[Bounding box annotation entries]
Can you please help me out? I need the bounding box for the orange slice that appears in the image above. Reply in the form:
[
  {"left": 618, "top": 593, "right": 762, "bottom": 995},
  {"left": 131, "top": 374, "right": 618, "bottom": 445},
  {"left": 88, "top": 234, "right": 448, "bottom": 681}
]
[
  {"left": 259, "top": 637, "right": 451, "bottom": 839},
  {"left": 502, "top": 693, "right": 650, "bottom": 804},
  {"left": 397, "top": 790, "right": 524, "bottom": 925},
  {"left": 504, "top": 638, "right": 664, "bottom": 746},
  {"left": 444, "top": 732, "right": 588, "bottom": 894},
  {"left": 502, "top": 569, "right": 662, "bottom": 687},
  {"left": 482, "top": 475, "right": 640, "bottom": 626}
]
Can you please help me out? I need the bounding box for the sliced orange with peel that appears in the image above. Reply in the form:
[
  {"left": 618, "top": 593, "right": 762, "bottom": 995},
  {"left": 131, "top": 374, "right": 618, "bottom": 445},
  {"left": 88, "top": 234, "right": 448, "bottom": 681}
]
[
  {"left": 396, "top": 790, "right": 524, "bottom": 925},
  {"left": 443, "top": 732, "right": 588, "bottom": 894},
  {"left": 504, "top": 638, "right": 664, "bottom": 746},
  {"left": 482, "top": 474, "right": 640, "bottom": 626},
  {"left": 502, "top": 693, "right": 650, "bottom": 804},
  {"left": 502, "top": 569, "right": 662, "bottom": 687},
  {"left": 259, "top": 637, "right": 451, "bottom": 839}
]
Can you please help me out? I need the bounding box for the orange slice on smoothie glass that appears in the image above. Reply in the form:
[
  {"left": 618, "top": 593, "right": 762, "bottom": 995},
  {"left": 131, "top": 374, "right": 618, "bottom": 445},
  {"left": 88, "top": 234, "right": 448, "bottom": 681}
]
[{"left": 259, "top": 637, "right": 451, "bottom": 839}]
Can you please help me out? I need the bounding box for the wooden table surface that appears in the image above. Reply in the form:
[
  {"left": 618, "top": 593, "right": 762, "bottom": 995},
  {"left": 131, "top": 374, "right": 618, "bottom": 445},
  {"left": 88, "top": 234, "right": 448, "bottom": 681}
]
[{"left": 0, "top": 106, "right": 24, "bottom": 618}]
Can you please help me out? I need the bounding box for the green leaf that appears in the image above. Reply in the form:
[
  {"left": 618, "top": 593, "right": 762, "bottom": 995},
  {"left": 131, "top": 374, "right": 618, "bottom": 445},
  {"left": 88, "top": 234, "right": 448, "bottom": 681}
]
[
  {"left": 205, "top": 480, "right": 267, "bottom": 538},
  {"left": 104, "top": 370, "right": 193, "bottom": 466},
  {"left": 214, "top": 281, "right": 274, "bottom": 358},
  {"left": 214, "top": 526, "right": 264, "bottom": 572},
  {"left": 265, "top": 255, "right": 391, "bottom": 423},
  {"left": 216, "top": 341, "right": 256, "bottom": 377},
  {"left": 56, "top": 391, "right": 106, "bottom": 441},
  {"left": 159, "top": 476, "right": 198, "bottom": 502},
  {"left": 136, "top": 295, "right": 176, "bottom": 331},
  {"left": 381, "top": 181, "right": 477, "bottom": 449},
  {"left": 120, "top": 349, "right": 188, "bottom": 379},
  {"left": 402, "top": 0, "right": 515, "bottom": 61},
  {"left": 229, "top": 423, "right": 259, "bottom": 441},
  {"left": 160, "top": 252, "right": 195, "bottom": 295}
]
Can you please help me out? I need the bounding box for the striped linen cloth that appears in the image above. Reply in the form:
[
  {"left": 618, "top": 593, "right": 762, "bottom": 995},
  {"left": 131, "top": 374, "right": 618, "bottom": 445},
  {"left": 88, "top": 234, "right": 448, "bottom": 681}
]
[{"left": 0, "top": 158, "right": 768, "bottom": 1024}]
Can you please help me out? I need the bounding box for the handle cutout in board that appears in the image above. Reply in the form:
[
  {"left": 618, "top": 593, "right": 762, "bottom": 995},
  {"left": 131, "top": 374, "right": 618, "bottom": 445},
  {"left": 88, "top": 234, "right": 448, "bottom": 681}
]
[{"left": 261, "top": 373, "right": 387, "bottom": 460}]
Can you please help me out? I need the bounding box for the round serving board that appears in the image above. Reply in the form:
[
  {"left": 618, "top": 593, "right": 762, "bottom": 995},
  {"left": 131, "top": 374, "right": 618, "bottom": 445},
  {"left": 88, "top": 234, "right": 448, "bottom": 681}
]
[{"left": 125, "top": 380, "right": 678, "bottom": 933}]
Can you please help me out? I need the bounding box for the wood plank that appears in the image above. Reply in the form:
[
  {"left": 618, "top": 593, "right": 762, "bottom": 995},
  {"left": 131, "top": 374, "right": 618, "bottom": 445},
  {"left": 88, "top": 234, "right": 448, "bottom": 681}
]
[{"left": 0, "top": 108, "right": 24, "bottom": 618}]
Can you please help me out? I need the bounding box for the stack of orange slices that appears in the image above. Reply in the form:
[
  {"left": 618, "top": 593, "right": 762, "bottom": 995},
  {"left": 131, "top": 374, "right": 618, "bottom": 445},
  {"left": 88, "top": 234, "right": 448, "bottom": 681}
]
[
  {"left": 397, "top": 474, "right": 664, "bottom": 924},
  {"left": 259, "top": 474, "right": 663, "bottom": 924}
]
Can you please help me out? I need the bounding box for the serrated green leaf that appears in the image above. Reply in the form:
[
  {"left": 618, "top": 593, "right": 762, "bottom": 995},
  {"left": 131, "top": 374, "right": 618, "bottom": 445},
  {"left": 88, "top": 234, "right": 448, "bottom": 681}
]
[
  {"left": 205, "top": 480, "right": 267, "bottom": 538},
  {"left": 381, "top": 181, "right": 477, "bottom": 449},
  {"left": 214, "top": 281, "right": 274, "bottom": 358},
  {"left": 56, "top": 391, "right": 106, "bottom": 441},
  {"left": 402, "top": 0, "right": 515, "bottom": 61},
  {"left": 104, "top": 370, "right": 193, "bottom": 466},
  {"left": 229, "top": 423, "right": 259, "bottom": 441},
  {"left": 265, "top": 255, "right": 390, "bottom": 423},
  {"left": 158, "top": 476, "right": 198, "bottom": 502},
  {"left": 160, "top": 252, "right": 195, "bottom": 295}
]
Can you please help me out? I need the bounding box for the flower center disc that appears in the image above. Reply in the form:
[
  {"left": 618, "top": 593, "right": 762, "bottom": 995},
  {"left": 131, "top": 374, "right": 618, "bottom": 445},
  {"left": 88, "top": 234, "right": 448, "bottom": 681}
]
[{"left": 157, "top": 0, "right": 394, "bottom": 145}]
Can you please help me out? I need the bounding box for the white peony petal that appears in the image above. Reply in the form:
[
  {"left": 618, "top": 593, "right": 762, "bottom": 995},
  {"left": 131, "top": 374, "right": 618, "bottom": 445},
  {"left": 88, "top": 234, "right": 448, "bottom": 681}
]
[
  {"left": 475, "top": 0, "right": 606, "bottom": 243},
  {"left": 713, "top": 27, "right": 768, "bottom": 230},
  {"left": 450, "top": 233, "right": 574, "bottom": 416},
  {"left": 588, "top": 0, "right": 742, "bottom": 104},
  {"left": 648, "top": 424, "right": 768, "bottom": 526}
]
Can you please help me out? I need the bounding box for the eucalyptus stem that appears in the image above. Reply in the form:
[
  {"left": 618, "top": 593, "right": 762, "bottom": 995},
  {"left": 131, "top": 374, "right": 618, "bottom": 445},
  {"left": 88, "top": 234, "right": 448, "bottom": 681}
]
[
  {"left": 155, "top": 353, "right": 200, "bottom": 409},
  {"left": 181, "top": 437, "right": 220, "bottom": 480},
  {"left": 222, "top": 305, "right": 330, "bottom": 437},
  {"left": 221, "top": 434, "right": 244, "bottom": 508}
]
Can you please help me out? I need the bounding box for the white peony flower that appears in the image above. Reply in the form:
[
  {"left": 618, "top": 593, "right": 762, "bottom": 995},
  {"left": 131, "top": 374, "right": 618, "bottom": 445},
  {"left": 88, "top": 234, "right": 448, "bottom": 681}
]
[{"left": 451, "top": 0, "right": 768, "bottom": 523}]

— Requirement —
Write out the lines above from the one containing "for the flower" through the last, exactly as they are.

— Exercise output —
Can you please help me out? I need the bounding box for the flower center disc that appears in the image above. Reply in the form:
[
  {"left": 618, "top": 593, "right": 762, "bottom": 995},
  {"left": 131, "top": 374, "right": 618, "bottom": 445},
  {"left": 88, "top": 234, "right": 448, "bottom": 681}
]
[{"left": 157, "top": 0, "right": 394, "bottom": 145}]
Can you please help me out? I need the bounding box for the white peony petal that appears in the image above. Reply in the form:
[
  {"left": 618, "top": 593, "right": 762, "bottom": 995},
  {"left": 131, "top": 374, "right": 618, "bottom": 445},
  {"left": 88, "top": 234, "right": 448, "bottom": 681}
]
[
  {"left": 475, "top": 0, "right": 606, "bottom": 243},
  {"left": 713, "top": 27, "right": 768, "bottom": 230},
  {"left": 450, "top": 233, "right": 574, "bottom": 416},
  {"left": 588, "top": 0, "right": 742, "bottom": 104},
  {"left": 648, "top": 424, "right": 768, "bottom": 526}
]
Can you please help me out? I need the bounding box for the eucalyptus stem that appears in the image above. Reply in the form:
[
  {"left": 618, "top": 593, "right": 762, "bottom": 995},
  {"left": 131, "top": 374, "right": 618, "bottom": 445},
  {"left": 88, "top": 234, "right": 448, "bottom": 681}
]
[
  {"left": 155, "top": 353, "right": 200, "bottom": 409},
  {"left": 181, "top": 437, "right": 220, "bottom": 480},
  {"left": 222, "top": 305, "right": 330, "bottom": 437},
  {"left": 221, "top": 434, "right": 244, "bottom": 508}
]
Can you please help me out? I need the bounding box for the white peony flower that appears in the image above. Reply in the form:
[
  {"left": 618, "top": 593, "right": 762, "bottom": 995},
  {"left": 131, "top": 374, "right": 618, "bottom": 445},
  {"left": 88, "top": 234, "right": 448, "bottom": 681}
]
[{"left": 451, "top": 0, "right": 768, "bottom": 523}]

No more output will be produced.